▶ **TASK INSTRUCTIONS**
Please turn the lines below, from the one containing "Return the mask of every instance of the meatball" through the one containing "POLYGON ((181 70, 185", inclusive, into a numbered list with blank lines dropped.

Outline records
= = =

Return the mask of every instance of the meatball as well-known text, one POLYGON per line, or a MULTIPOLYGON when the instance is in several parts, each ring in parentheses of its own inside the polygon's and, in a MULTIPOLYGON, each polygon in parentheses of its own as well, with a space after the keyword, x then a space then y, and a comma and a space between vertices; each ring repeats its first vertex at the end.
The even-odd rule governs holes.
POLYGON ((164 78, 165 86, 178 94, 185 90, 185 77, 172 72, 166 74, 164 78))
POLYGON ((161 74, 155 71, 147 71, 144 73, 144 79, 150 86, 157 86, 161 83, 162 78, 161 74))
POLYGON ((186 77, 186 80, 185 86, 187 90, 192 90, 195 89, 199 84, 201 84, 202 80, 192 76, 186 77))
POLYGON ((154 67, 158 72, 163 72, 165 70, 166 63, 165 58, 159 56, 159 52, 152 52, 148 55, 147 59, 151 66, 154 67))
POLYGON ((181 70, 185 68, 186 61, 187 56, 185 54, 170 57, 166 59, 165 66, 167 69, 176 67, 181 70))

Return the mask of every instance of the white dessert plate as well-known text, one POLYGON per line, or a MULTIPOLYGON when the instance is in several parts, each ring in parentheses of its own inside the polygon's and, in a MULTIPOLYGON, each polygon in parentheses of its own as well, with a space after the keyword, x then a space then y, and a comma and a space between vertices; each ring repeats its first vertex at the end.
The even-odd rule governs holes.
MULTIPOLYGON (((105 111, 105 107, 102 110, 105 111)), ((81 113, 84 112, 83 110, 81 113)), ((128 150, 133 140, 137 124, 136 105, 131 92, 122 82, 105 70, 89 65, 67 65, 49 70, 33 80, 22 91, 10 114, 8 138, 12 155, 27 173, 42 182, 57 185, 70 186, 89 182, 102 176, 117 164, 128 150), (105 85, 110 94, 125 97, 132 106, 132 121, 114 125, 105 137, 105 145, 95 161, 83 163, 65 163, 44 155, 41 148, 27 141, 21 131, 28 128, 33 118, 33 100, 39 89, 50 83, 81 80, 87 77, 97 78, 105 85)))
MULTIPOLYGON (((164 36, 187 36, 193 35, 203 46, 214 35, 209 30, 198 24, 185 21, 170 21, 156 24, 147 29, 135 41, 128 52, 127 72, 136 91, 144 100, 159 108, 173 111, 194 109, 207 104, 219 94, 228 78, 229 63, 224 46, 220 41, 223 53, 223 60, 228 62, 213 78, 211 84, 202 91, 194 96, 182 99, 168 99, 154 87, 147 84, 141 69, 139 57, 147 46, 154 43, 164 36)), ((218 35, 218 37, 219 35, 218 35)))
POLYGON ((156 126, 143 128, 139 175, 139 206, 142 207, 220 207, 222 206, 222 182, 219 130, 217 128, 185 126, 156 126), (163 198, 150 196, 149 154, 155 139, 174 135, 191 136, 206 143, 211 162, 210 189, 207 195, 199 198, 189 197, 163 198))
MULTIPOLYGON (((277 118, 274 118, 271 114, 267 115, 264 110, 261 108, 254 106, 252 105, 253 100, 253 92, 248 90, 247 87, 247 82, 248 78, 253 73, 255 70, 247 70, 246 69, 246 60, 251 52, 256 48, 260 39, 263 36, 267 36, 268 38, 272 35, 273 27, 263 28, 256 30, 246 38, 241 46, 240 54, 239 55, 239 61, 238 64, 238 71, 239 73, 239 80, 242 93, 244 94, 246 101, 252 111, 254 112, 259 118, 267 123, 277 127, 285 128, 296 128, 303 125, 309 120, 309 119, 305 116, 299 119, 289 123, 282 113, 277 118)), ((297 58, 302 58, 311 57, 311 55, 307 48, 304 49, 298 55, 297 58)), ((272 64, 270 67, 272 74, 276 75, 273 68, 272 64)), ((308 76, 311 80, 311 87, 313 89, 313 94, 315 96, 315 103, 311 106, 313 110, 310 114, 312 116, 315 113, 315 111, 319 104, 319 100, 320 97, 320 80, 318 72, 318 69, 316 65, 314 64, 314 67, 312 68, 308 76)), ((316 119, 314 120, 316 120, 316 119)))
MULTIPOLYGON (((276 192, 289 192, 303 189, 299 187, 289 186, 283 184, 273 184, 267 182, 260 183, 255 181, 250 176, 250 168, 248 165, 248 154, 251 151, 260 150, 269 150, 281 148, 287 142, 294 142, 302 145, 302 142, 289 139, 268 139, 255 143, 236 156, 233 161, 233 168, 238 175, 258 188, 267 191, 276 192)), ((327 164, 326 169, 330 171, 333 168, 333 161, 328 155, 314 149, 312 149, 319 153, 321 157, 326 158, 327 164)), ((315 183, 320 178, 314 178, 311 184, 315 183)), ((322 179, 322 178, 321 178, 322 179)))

= = =

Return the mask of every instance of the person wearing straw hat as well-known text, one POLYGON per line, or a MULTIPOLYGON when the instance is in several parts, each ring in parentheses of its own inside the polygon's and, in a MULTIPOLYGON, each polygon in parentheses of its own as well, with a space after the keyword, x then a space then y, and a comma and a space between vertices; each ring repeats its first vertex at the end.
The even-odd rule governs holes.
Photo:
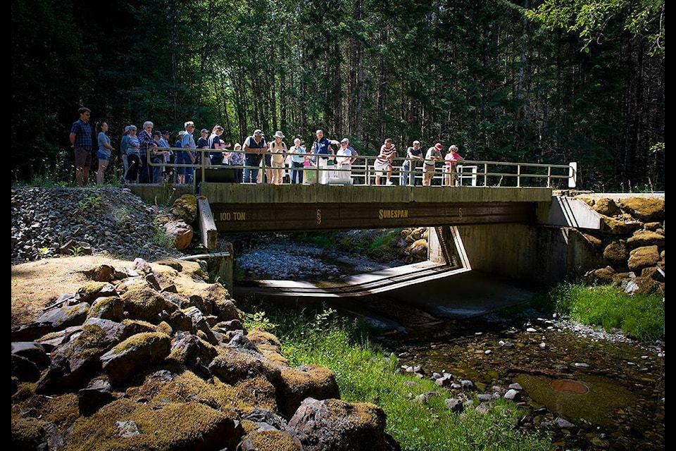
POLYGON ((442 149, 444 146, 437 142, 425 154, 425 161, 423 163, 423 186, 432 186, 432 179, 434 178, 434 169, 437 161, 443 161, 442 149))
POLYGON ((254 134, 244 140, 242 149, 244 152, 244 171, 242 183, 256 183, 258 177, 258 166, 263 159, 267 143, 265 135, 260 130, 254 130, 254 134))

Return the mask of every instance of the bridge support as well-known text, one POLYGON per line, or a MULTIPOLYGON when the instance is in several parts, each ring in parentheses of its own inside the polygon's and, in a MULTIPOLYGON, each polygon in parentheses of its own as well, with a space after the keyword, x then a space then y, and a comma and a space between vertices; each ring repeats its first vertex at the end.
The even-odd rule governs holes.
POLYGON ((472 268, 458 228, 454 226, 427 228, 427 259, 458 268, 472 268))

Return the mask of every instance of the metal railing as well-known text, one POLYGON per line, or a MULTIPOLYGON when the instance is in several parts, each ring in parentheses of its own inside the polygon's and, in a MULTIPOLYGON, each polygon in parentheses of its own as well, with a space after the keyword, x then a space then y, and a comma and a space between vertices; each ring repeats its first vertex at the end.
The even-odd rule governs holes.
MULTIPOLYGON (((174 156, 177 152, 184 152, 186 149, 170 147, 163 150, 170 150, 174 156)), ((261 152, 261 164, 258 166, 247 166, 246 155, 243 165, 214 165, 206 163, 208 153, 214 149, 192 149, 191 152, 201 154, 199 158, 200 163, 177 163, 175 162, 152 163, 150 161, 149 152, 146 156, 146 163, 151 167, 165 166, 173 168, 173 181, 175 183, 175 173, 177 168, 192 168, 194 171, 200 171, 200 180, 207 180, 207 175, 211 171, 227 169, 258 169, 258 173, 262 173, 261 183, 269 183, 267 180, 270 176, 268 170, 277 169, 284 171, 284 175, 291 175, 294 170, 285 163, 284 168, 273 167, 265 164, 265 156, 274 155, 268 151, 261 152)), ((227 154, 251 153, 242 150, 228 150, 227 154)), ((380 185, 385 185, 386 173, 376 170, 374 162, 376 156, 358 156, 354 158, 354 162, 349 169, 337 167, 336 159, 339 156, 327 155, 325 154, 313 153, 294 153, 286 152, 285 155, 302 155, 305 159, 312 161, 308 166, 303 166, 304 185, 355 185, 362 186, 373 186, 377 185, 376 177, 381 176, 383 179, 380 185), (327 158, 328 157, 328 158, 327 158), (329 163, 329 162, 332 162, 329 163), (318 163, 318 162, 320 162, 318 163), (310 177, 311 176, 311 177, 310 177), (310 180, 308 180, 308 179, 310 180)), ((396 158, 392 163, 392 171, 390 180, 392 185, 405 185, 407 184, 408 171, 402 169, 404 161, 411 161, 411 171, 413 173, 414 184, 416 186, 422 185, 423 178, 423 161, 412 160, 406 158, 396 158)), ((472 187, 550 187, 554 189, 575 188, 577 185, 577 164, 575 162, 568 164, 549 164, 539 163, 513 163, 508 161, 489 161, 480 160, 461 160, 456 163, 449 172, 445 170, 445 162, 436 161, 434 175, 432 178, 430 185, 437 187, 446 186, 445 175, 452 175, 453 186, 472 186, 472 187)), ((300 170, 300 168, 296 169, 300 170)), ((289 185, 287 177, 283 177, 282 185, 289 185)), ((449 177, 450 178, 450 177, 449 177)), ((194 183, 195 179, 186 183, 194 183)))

= = =

▶ **FINAL RESULT**
1. Return the mask of every instance of the meatball as well-known text, one POLYGON per line, or a MULTIPOLYGON when the instance is in several parts, each ring in parentheses of its own inside the polygon's and, in a MULTIPOLYGON, each polygon in parentheses of its own as well, with a space after the keyword, x then a space then y, and a comma and a space between vertices; each ring repeats its first vertex at the end.
2. The even-odd rule governs holes.
3. POLYGON ((164 78, 165 86, 178 94, 185 90, 185 77, 172 72, 166 74, 164 78))
4. POLYGON ((161 74, 155 71, 147 71, 144 73, 144 79, 150 86, 157 86, 161 83, 162 78, 161 74))
5. POLYGON ((186 77, 186 80, 185 86, 187 90, 192 90, 195 89, 199 84, 201 84, 202 80, 192 76, 186 77))
6. POLYGON ((154 67, 158 72, 163 72, 165 70, 166 63, 165 58, 159 56, 159 52, 152 52, 148 55, 147 59, 151 66, 154 67))
7. POLYGON ((181 70, 185 68, 186 61, 187 56, 185 54, 170 57, 166 59, 165 66, 167 69, 176 67, 181 70))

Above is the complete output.